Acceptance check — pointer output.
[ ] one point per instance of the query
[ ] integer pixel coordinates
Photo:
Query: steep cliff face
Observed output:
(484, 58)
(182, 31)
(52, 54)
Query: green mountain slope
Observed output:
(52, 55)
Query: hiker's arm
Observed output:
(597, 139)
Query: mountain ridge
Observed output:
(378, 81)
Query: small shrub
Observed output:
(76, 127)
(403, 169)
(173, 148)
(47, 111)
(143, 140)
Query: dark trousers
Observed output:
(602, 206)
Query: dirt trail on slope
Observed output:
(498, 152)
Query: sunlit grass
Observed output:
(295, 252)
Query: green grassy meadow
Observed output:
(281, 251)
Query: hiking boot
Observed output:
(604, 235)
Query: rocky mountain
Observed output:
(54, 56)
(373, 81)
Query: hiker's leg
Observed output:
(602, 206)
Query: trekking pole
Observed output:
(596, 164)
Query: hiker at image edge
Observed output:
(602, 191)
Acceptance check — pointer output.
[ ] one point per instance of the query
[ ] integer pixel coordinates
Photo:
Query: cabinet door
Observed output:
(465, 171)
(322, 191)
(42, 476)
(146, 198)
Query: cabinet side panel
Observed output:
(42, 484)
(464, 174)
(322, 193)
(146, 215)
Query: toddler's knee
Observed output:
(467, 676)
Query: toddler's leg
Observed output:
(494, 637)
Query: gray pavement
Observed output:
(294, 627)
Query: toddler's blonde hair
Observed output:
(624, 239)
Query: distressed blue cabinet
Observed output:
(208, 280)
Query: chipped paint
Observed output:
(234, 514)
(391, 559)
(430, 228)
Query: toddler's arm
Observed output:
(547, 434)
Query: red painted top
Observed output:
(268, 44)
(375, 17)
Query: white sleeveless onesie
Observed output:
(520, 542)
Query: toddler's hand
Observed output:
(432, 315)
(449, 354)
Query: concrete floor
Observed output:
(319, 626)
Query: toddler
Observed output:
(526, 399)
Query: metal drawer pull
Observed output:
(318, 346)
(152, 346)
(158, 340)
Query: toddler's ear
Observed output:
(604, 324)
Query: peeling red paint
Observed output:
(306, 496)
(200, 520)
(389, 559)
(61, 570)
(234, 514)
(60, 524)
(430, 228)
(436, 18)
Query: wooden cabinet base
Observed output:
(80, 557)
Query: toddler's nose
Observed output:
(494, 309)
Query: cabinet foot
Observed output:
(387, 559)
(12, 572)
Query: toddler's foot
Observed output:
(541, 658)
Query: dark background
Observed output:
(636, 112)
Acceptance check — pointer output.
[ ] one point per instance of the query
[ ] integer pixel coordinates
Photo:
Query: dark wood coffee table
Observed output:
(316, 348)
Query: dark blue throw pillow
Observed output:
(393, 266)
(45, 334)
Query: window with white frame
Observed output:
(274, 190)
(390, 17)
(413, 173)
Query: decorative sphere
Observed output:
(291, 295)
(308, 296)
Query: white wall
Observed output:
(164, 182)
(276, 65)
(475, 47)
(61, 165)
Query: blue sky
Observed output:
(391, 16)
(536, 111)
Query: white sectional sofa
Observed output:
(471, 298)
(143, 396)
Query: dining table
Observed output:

Task:
Transcribe the material exactly as it reads.

Output:
Acceptance check — pointer output.
[ ] one point per instance of the query
[ ] integer pixel coordinates
Photo:
Query: steep cliff face
Observed output:
(484, 58)
(182, 31)
(52, 54)
Query: green mountain slope
Observed output:
(52, 55)
Query: hiker's arm
Observed output:
(597, 139)
Query: mountain ridge
Observed output:
(378, 81)
Query: small shrub
Observed output:
(76, 127)
(403, 169)
(173, 148)
(47, 111)
(143, 140)
Query: dark trousers
Observed output:
(602, 206)
Query: dirt trail on slope
Observed output:
(498, 152)
Query: sunlit grass
Observed output:
(295, 252)
Query: green grassy meadow
Observed output:
(281, 251)
Query: hiking boot
Observed output:
(604, 235)
Query: rocky mountain
Observed output:
(54, 56)
(373, 81)
Query: hiker's leg
Observed output:
(602, 206)
Query: trekking pole
Observed output:
(596, 164)
Query: hiker at image edge
Observed output:
(602, 191)
Acceptance check — pointer output.
[ ] one point per instance of the query
[ ] integer pixel coordinates
Photo:
Query: cabinet door
Observed output:
(465, 171)
(322, 191)
(42, 476)
(146, 198)
Query: cabinet side panel
Observed output:
(42, 484)
(464, 174)
(322, 193)
(146, 215)
Query: toddler's knee
Observed output:
(467, 676)
Query: toddler's leg
Observed output:
(494, 637)
Query: gray pavement
Observed output:
(294, 627)
Query: toddler's blonde hair
Observed output:
(624, 239)
Query: distressed blue cabinet
Observed output:
(208, 280)
Query: chipped paint
Observed output:
(234, 514)
(391, 559)
(430, 228)
Query: toddler's arm
Observed output:
(547, 434)
Query: red painted top
Observed output:
(268, 44)
(375, 17)
Query: white sleeveless onesie
Observed output:
(520, 542)
Query: toddler's hand
Observed output:
(432, 315)
(449, 354)
Query: concrete floor
Observed output:
(319, 626)
Query: toddler
Observed output:
(526, 399)
Query: metal drawer pull
Observed output:
(318, 346)
(152, 346)
(158, 340)
Query: toddler's ear
Observed output:
(604, 324)
Query: peeling red paint
Observed output:
(306, 496)
(200, 520)
(389, 559)
(61, 570)
(234, 514)
(60, 524)
(430, 228)
(436, 18)
Query: wooden cabinet base
Observed output:
(80, 557)
Query: toddler's nose
Observed output:
(494, 309)
Query: cabinet foot
Observed output:
(387, 559)
(12, 572)
Query: toddler's foot
Observed output:
(541, 658)
Query: dark background
Observed output:
(636, 112)
Acceptance check — pointer output.
[ ] one point per instance of the query
[ ] integer pixel coordinates
Photo:
Query: dark wood coffee table
Observed output:
(316, 348)
Query: dark blue throw pillow
Observed output:
(393, 266)
(45, 334)
Query: window with white frame
Observed output:
(274, 190)
(390, 17)
(413, 173)
Query: decorative sphere
Observed output:
(291, 295)
(308, 296)
Query: white wall
Observed output:
(164, 182)
(276, 65)
(475, 47)
(61, 165)
Query: blue sky
Observed output:
(391, 16)
(536, 111)
Query: white sectional sofa
Observed output:
(471, 298)
(143, 396)
Query: dining table
Observed output:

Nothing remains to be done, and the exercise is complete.